● DESCRIPTION OF THE TASK: Set every record down verbatim and omit the pictures.

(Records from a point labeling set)
++++++++++
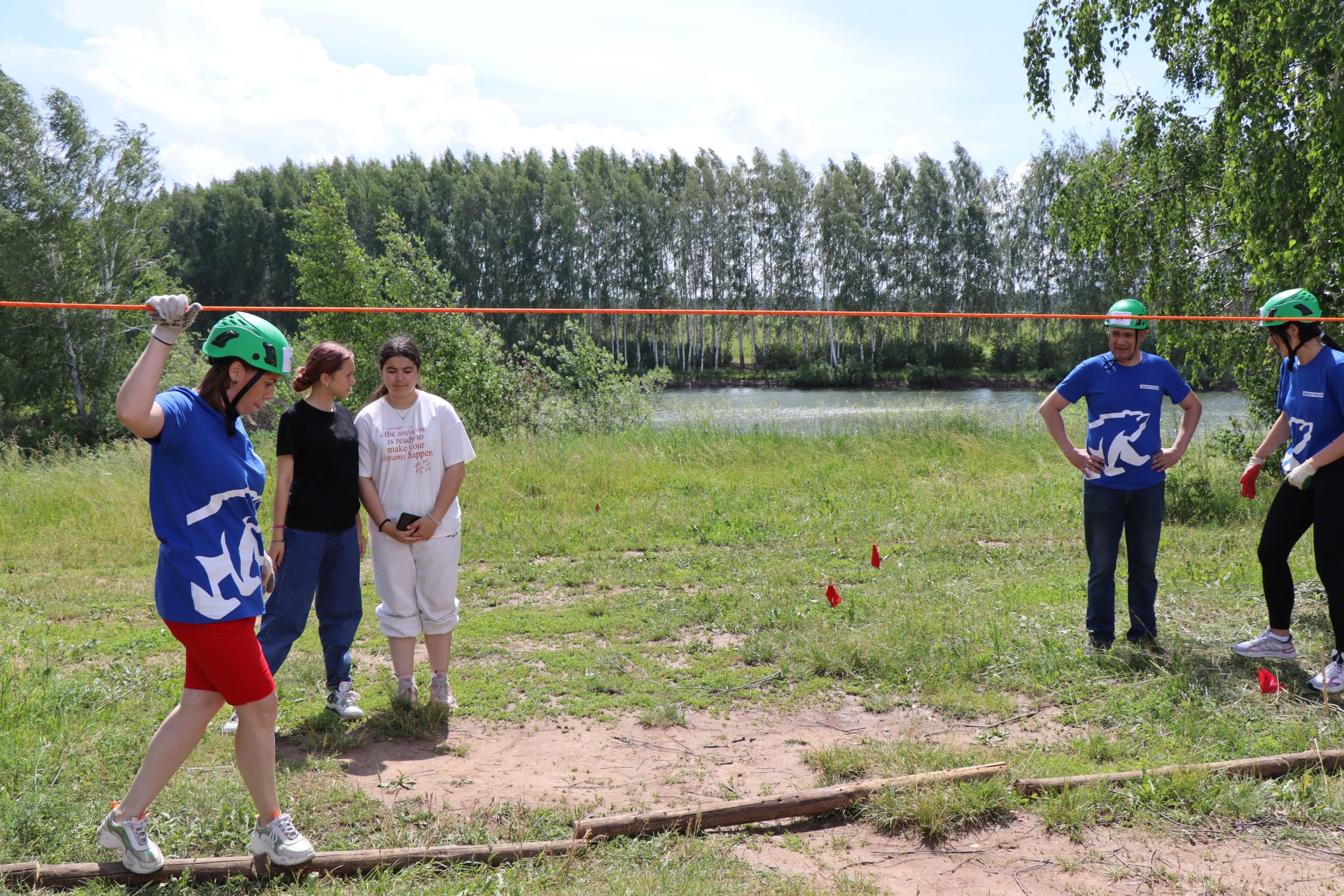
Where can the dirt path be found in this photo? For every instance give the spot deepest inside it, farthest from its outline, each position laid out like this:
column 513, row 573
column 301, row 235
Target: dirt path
column 1025, row 859
column 625, row 766
column 628, row 766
++++++++++
● OUTPUT FOR THIS EXERCISE:
Where can the dirt path be found in this photo? For every instance give the spot deepest inside it, farthest from its outline, each position laid out like this:
column 513, row 573
column 301, row 235
Target: dirt path
column 1025, row 859
column 625, row 766
column 628, row 766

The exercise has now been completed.